Smalltalk › Pharo › Pharo Smalltalk Developers

accessors vs direct access in Cog

_‹ Previous Topic Next Topic _›

Classic

List

Threaded

12 messages Options

Stéphane Ducasse

accessors vs direct access in Cog

Hi guys

Ideally I would love to be able to use accessors as the abstraction layer that they can bring us:
I mean the fact that we could avoid to have offset based bytecode means that we could reuse a lot more
the methods (in special case - mixins and others).

Now I have a question does the JIT or the shortcut (not sure if this is in stackVM) blurry the cost of accessors
vs. direct accesses?

Does anybody run a benchmarck about
self x vs x in Cog recently
on a real app?

Stef

Eliot Miranda-2

Re: accessors vs direct access in Cog

On Wed, Dec 22, 2010 at 12:12 AM, Stéphane Ducasse <[hidden email]> wrote:

Hi guys

Ideally I would love to be able to use accessors as the abstraction layer that they can bring us:
I mean the fact that we could avoid to have offset based bytecode means that we could reuse a lot more
the methods (in special case - mixins and others).

• _EXERCISE INSTRUCTIONS_:
1. List every line of the records that contains the word "dark".
2. Carry on the forum thread about accessors versus direct access in Cog from the point where it stops.

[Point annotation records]

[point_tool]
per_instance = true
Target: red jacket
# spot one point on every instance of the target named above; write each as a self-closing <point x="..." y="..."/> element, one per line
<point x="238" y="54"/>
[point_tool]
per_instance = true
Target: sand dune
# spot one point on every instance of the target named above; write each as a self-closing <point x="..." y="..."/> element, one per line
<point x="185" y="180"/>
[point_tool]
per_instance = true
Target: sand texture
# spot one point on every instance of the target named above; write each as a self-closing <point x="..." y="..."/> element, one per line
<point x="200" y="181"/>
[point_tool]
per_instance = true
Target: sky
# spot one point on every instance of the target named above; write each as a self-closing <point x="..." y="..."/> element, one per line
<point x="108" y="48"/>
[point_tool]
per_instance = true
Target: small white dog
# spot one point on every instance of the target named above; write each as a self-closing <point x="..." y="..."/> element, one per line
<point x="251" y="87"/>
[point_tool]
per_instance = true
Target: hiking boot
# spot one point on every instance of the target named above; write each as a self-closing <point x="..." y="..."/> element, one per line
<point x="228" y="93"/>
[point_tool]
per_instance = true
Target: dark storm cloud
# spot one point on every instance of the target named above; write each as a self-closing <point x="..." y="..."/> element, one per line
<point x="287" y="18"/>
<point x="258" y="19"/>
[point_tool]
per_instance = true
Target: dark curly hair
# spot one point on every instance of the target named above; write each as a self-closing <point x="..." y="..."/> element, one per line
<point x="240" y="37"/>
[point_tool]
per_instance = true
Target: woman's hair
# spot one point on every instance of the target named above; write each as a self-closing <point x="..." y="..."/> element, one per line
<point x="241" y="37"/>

• _EXERCISE RESULTS_:
1.
Target: dark storm cloud
Target: dark curly hair

2.
Now I have a question does the JIT or the shortcut (not sure if this is in stackVM) blurry the cost of accessors
vs. direct accesses?

Not yet. But IMO it would be straight-forward to add. The PIC design supports inserting extra code at a send site, which is the logical place to put the access code.

Does anybody run a benchmarck about
self x vs x in Cog recently
on a real app?

Stef

best

Eliot

Levente Uzonyi-2

Re: accessors vs direct access in Cog

In reply to this post by Stéphane Ducasse

On Wed, 22 Dec 2010, Stéphane Ducasse wrote:

> Hi guys
>
> Ideally I would love to be able to use accessors as the abstraction layer that they can bring us:
> I mean the fact that we could avoid to have offset based bytecode means that we could reuse a lot more
> the methods (in special case - mixins and others).

It's simply a bad idea. If you don't want instance variables, just change
the VM's object representation, but then don't call your system Smalltalk
anymore. ;)

Btw without instance variables you don't need mixins, cause you have
traits.

If you only want mixins (instead of stateful traits), then there's at
least one mixin implementation for Squeak out there.

>
> Now I have a question does the JIT or the shortcut (not sure if this is in stackVM) blurry the cost of accessors
> vs. direct accesses?

Bytecodes are still 10-12x faster with Cog than sends.

Levente

P.S.: IIRC one of V8's optimizations is to use a common representation
(class) for objects that have the same slots (instance variables).

>
> Does anybody run a benchmarck about
> self x vs x in Cog recently
> on a real app?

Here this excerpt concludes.